--- Document segment ---
Since I did a Kendrick album, I felt obligated to give Drake some attention too. President Obama may have given Kendrick the nod, but what does the sentiment tell us? A lot of people would vote Take Care as Drake’s best album to this point, so let’s plot that one:
Given that Drake has self-identified as being all in his feelings, it was a bit of a surprise to me that Take Care was actually less negative than TPAB. TPAB has five songs that dip down below -5 on the sentiment scale. Take Care has only one: “Take Care.” While Take Care’s tracks don’t get as negative as Kendrick’s on TPAB, they’re still negative. In fact, the album starts with a run of seven pretty solidly negative songs: “Over My Dead Body” through “Buried Alive (Interlude).” In contrast, there are positive peaks in tracks like “Make Me Proud” and “The Real Her.”
At this point I was just having fun with it, so I decided I also had to do two inarguable classics of the genre: Nas’ Illmatic and Jay-Z’s The Blueprint.
Well, yeah, that makes sense. Illmatic is pretty unremittingly bleak. The album is an artistic masterpiece and arguably the best ever in hip hop. But it’s definitely not happy. Ironically, the song with the most negative section is “One Love.” Then again, the song is written to someone who’s locked up.
The Blueprint is a much more balanced album overall. Its contours are similar in a way to Take Care: never too negative and some noticeable peaks in positivity. The sentiment analysis largely gels with my expectations. I think songs with very negative sentiment scores like “Takeover,” “Song Cry” (Jay must really be feeling this one after LEMONADE), and the Eminem-produced “Renegade” would certainly sound that way to your average listener.
Ok, ok, onto the Kanye stuff. To prepare, let’s just take a moment to remember the ebullient soul this man gave us. You could have your first wedding dance to that. In fact, you probably should. Let’s also not forget when he helped Bob Simon understand a “dope ass beat” (also known as a “really good track”).
--- Recorded information ---
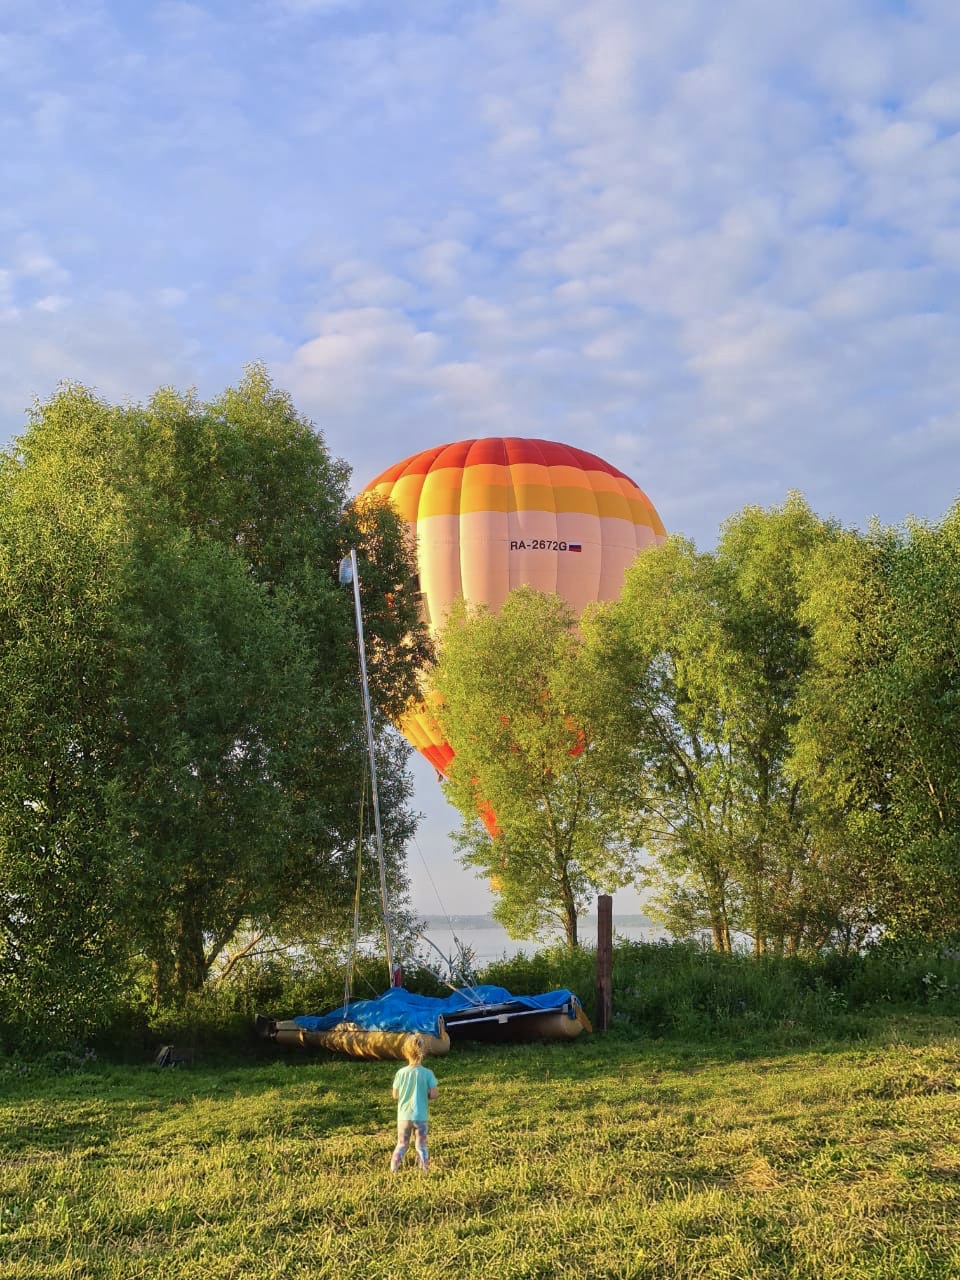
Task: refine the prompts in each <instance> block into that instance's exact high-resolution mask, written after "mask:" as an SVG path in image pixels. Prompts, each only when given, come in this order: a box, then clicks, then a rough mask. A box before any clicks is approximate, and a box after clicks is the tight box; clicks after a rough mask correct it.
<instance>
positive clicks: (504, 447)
mask: <svg viewBox="0 0 960 1280" xmlns="http://www.w3.org/2000/svg"><path fill="white" fill-rule="evenodd" d="M364 492H365V493H375V494H379V495H381V497H384V498H388V499H389V500H390V502H392V503H393V504H394V506H396V507H397V509H398V512H399V515H401V517H402V518H403V520H404V521H406V524H407V525H408V527H410V530H411V532H412V534H413V535H415V536H416V558H417V571H419V575H420V589H421V593H422V603H424V612H425V617H426V622H428V623H429V626H430V628H431V631H433V632H434V634H435V632H436V631H438V630H439V628H440V627H442V626H443V623H444V621H445V617H447V613H448V611H449V607H451V605H452V604H453V602H454V600H456V599H457V598H458V596H463V599H465V600H466V602H467V603H468V604H485V605H488V607H489V608H490V609H494V611H495V609H498V608H499V607H500V605H502V604H503V602H504V599H506V598H507V595H508V593H509V591H512V590H513V589H515V588H517V586H532V588H535V589H536V590H540V591H556V593H557V594H558V595H561V596H563V598H564V599H566V600H567V602H568V603H570V604H571V605H572V607H573V609H575V611H576V612H577V613H580V612H582V609H584V608H585V605H588V604H591V603H594V602H599V600H611V599H616V596H617V595H620V591H621V588H622V585H623V575H625V573H626V570H627V567H628V566H630V564H631V563H632V562H634V559H635V558H636V556H637V553H639V552H643V550H646V549H648V548H650V547H657V545H659V544H660V543H663V541H664V539H666V532H664V529H663V522H662V521H660V517H659V516H658V515H657V511H655V509H654V507H653V503H652V502H650V499H649V498H648V497H646V494H645V493H644V492H643V489H640V488H637V485H636V484H634V481H632V480H631V479H630V477H628V476H626V475H625V474H623V472H622V471H618V470H617V467H613V466H611V463H609V462H604V461H603V458H598V457H596V456H595V454H593V453H588V452H585V451H584V449H577V448H573V447H572V445H568V444H554V443H553V442H550V440H535V439H521V438H516V436H489V438H485V439H476V440H460V442H457V443H456V444H439V445H435V447H434V448H430V449H424V451H422V452H420V453H415V454H412V456H411V457H408V458H404V460H403V461H402V462H397V463H394V466H392V467H388V468H387V471H384V472H381V475H379V476H376V479H375V480H371V481H370V484H369V485H367V486H366V489H365V490H364ZM399 728H401V732H402V733H403V735H404V737H406V739H407V740H408V741H410V742H411V744H412V745H413V746H415V748H416V749H417V750H419V751H420V753H421V754H422V755H424V756H426V759H428V760H429V762H430V763H431V764H433V765H434V768H435V769H436V771H438V772H439V773H440V774H445V773H447V771H448V768H449V763H451V760H452V759H453V750H452V748H451V746H449V744H448V742H445V741H444V739H443V735H442V732H440V730H439V726H438V723H436V721H435V718H434V717H433V716H431V713H430V707H429V701H426V703H421V704H419V705H417V707H415V708H412V709H411V710H410V712H408V714H407V716H406V717H404V718H403V721H402V722H401V724H399ZM481 814H483V817H484V820H485V822H486V826H488V829H489V831H490V833H492V835H494V833H495V819H494V818H493V814H492V813H489V812H484V810H483V806H481Z"/></svg>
---
_To do_: In the sentiment analysis text, which song is the only track on Take Care that dips below -5 on the sentiment scale? The listing is separate material and has no connection to the sentiment analysis text.

_Response for this exercise_: “Take Care.”